Format everything from the line containing "Readme: the locator spots each instance of the passenger" down to the line containing "Target: passenger on scooter" as a JSON list of strings, with one string per line and blank lines omitted.

Raw records:
## Begin

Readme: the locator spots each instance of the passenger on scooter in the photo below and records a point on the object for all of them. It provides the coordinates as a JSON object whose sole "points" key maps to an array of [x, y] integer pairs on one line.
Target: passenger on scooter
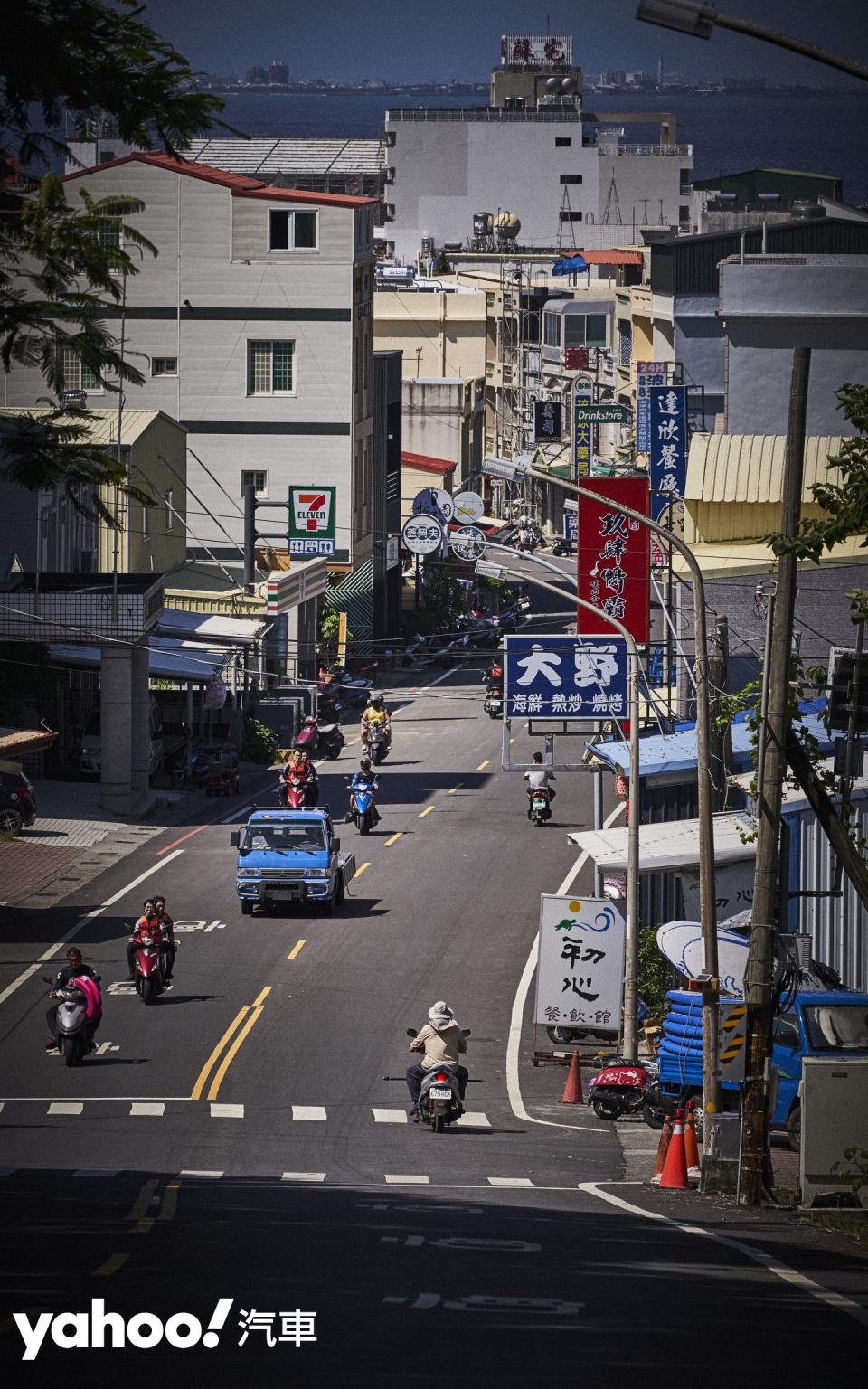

## End
## Begin

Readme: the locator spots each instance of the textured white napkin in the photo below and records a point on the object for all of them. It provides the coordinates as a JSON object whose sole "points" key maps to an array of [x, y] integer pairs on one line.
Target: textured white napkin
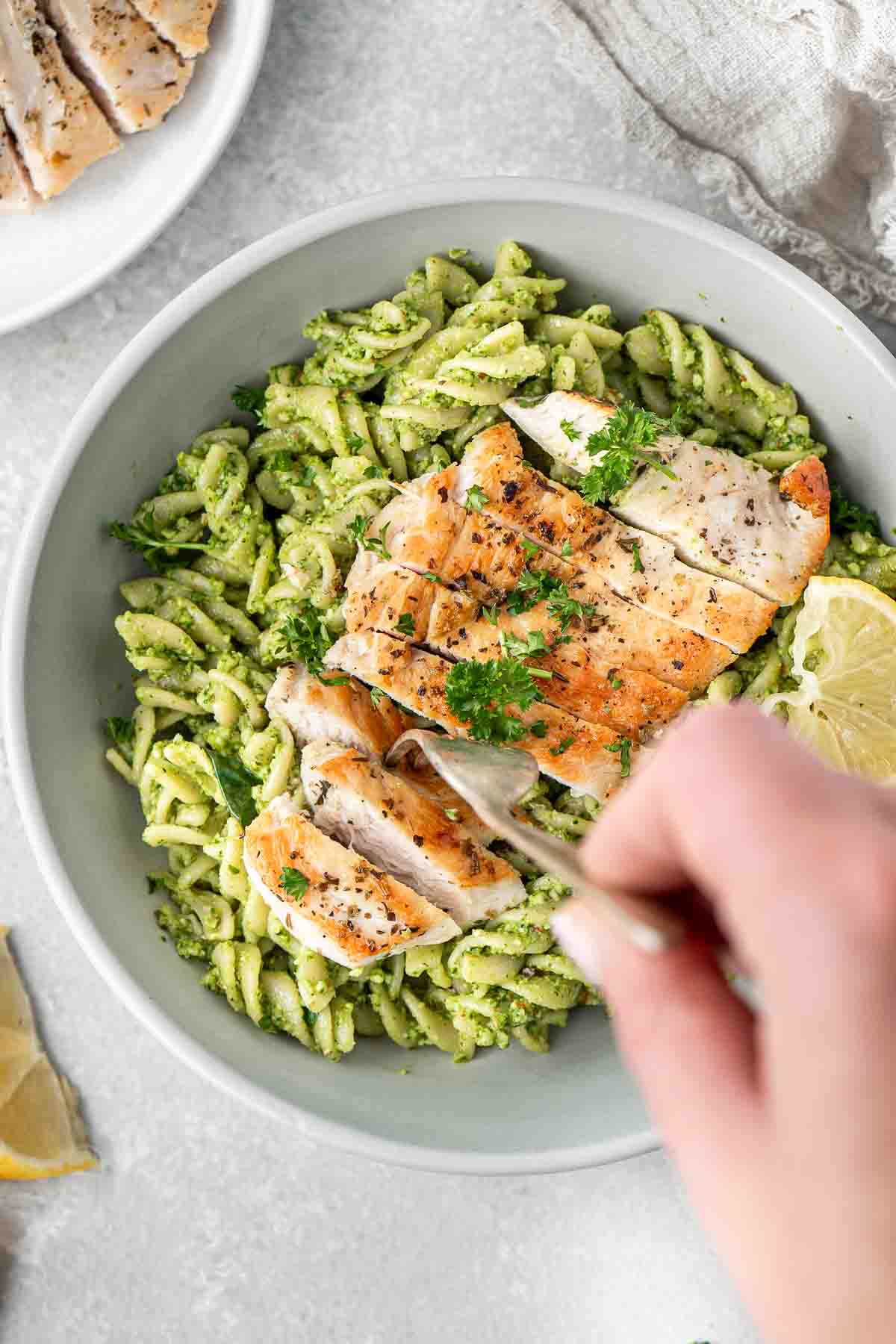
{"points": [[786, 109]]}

## End

Task output:
[
  "Readme: the locator spots each instance of the passenger on scooter in the photo below and records a point on the object for all of them. It provides the coordinates as a JSON object whose sole \"points\" key maps to an array of [x, y] integer pairs on one line.",
  "Target: passenger on scooter"
]